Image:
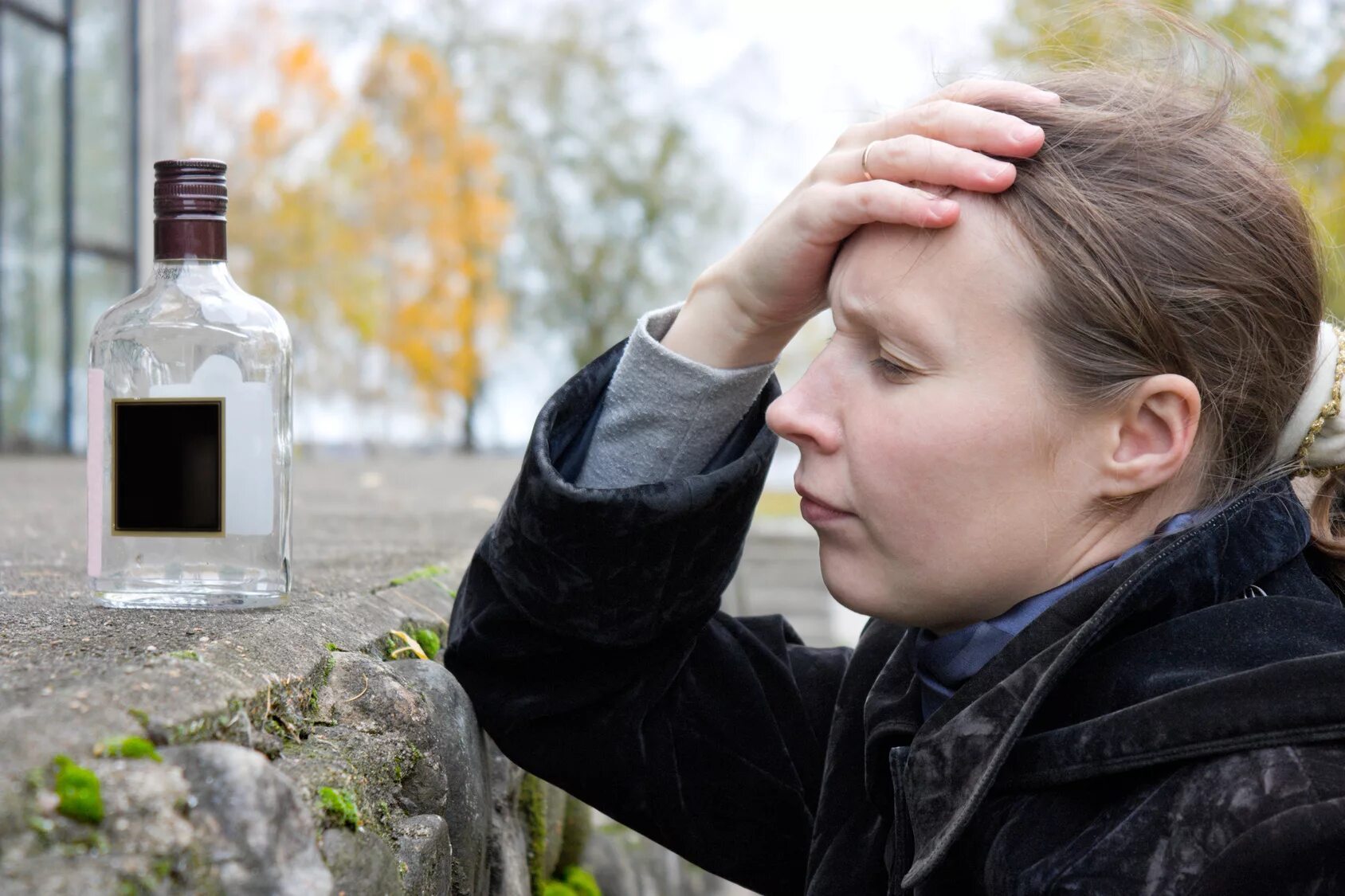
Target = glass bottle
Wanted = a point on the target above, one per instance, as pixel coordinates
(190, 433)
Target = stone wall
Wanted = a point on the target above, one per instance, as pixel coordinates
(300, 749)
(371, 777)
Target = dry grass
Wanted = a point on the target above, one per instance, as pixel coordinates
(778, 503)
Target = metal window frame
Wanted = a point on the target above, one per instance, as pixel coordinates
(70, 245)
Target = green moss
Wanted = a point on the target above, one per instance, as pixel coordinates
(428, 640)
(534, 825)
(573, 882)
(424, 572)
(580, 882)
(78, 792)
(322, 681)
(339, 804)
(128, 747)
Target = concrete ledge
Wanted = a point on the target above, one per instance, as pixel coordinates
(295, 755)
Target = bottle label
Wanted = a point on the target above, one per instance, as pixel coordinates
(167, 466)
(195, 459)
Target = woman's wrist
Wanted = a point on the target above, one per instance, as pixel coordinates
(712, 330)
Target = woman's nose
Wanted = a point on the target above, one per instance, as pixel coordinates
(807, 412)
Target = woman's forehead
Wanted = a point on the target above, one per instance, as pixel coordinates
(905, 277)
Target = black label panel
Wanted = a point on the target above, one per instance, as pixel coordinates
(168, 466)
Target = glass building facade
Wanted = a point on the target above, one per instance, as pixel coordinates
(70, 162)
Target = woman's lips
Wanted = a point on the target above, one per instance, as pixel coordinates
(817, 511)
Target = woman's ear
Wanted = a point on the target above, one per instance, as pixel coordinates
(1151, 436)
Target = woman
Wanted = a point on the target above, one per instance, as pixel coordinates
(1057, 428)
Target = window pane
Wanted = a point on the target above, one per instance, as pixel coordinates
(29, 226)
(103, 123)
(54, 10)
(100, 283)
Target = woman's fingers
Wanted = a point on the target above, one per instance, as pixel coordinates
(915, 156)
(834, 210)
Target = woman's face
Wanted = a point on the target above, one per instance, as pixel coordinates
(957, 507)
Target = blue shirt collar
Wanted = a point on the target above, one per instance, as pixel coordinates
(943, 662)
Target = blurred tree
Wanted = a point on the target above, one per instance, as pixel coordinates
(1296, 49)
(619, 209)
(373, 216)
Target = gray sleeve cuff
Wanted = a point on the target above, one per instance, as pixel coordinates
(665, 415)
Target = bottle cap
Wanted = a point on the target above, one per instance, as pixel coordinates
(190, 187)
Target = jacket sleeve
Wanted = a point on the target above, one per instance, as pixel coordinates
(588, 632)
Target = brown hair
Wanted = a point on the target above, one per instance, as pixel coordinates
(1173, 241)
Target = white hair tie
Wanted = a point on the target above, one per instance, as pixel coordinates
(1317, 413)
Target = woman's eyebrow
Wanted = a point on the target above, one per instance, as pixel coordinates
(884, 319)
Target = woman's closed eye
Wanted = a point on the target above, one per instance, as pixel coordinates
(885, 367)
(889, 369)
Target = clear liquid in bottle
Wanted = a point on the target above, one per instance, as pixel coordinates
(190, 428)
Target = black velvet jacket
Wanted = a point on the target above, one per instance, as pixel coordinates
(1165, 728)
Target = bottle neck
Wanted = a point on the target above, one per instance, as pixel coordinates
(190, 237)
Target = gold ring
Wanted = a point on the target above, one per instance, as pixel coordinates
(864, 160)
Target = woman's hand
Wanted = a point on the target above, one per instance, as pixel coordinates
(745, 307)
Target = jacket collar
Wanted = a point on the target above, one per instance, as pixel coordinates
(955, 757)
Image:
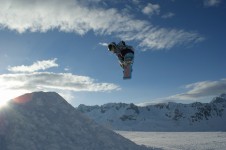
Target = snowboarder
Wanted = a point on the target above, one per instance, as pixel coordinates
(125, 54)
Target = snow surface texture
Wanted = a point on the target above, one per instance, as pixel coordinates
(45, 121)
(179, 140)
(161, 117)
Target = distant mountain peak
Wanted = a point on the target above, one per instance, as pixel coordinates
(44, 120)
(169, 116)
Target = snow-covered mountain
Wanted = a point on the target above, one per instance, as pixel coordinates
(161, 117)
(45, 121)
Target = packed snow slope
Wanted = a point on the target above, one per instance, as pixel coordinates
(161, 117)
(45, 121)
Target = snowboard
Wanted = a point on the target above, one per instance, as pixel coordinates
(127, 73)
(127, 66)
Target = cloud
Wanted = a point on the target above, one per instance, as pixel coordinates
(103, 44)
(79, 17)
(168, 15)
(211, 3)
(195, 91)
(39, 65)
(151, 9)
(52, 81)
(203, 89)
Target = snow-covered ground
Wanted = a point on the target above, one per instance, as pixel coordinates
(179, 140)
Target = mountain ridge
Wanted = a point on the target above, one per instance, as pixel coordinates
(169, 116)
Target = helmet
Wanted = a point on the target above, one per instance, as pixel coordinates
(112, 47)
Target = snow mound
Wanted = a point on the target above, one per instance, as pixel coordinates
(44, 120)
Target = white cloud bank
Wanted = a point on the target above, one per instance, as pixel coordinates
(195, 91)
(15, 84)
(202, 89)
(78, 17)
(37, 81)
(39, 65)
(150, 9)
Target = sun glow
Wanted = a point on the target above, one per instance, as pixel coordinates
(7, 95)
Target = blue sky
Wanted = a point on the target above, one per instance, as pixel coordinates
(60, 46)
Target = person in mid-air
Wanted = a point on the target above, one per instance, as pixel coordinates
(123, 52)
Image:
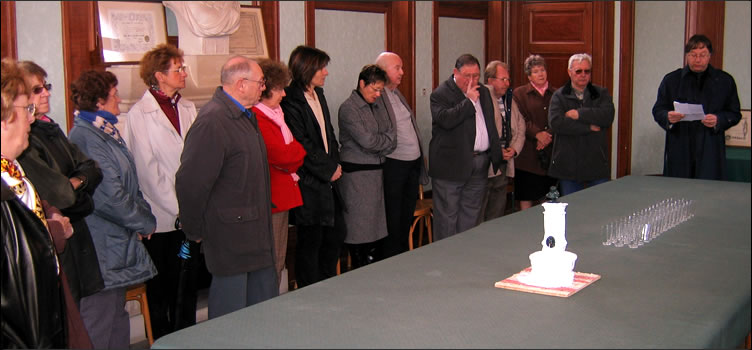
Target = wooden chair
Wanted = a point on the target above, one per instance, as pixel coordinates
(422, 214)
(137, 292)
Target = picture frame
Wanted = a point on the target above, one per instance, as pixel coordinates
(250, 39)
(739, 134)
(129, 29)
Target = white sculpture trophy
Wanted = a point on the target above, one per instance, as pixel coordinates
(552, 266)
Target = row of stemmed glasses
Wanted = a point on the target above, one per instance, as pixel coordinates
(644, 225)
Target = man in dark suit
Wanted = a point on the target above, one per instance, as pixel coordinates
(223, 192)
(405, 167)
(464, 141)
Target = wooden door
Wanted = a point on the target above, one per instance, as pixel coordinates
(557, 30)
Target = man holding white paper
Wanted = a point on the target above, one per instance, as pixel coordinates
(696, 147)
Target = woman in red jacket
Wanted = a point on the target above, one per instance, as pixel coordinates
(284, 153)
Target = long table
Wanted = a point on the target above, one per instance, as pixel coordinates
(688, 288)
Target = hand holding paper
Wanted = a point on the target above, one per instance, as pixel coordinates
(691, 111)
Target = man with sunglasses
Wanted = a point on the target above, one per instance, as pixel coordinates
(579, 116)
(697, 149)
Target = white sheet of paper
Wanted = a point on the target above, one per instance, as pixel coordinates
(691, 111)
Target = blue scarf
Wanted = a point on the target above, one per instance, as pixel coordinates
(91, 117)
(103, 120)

******************************

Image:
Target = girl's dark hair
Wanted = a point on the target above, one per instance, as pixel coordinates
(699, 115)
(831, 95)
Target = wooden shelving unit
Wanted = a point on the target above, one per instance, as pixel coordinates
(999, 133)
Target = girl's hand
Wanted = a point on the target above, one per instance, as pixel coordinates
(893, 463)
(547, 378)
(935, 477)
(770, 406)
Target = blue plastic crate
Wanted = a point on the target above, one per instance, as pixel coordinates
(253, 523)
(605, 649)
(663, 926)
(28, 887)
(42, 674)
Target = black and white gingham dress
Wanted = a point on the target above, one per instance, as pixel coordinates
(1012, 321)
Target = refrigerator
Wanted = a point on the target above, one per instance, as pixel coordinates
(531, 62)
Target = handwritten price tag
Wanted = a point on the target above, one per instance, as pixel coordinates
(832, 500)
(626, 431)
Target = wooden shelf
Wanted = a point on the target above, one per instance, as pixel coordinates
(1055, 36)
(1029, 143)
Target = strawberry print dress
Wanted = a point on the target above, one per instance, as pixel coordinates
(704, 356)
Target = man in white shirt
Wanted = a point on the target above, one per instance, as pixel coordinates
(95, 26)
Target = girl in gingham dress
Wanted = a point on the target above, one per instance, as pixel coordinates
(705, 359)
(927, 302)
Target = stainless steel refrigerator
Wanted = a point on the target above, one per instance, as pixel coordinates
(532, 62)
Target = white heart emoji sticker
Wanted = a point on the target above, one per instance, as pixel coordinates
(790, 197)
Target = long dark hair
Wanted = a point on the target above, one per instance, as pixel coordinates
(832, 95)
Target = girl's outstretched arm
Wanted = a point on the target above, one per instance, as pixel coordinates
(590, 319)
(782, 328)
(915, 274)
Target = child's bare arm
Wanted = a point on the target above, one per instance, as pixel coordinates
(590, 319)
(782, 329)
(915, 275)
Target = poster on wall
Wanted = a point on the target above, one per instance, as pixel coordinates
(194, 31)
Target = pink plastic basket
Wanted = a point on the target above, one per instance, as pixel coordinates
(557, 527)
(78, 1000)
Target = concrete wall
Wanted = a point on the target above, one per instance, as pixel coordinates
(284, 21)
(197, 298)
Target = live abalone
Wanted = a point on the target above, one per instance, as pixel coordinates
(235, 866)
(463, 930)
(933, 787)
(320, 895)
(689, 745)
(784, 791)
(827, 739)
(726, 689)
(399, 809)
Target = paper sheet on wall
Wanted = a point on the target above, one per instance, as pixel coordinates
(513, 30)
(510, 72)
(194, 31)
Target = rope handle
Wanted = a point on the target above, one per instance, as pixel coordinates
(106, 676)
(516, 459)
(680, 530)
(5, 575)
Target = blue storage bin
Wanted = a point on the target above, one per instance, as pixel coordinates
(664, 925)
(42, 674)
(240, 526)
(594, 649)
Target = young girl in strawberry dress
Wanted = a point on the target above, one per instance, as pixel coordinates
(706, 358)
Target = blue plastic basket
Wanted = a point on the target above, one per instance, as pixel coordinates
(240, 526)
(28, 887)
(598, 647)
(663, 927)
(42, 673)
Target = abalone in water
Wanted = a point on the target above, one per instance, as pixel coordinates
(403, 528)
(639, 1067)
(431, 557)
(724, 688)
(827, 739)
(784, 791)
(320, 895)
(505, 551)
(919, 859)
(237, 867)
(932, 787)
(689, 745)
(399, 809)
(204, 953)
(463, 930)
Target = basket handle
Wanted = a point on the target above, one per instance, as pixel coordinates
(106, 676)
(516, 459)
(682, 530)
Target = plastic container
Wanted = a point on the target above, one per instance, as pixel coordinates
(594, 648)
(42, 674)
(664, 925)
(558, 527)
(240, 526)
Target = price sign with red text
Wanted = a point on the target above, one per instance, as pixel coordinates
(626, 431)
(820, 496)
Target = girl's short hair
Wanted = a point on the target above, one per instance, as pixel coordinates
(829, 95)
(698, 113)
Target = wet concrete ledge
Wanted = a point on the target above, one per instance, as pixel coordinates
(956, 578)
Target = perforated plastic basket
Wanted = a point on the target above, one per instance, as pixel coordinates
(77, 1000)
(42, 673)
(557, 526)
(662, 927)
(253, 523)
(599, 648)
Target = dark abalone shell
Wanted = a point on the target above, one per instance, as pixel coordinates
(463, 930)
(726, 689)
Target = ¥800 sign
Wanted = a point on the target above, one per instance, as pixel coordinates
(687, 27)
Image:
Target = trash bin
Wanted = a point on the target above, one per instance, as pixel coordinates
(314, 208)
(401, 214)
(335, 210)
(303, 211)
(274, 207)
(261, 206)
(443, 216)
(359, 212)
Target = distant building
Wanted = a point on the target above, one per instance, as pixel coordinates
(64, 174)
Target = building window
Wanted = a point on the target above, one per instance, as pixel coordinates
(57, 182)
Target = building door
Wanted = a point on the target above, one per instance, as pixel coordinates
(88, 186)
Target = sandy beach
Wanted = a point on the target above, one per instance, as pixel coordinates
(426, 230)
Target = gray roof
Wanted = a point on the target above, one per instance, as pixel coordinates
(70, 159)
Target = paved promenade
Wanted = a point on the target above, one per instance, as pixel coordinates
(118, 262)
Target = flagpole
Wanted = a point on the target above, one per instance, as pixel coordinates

******************************

Render the records from the line with "Target = blue shirt collar" to the line with "(1173, 241)" as a two-column CSV with the columns request and answer. Give one row per request, containing its text and its answer, with each in a single quoted field and all line breaks replaced by spaces.

request,answer
"Target = blue shirt collar Wanted = a point on the target above, one per instance, as pixel coordinates","(943, 662)"
"Target = blurred tree Wanted = a point on the target above, one per instance, as pixel coordinates","(1296, 49) (619, 209) (373, 216)"
"Target = gray sleeve cuff Wanted = a point on the target above, one per instance, as pixel coordinates","(665, 415)"
"Target = bottle cap Wanted = a point on the target above, one per instance, as pixel coordinates","(190, 187)"
"Target = jacket sleeve Wanted = a point on the target above, one per instance, as pixel coordinates","(588, 632)"
"Target = brown hair Wanted = a point on the target above, one per instance, as pixel coordinates","(1173, 241)"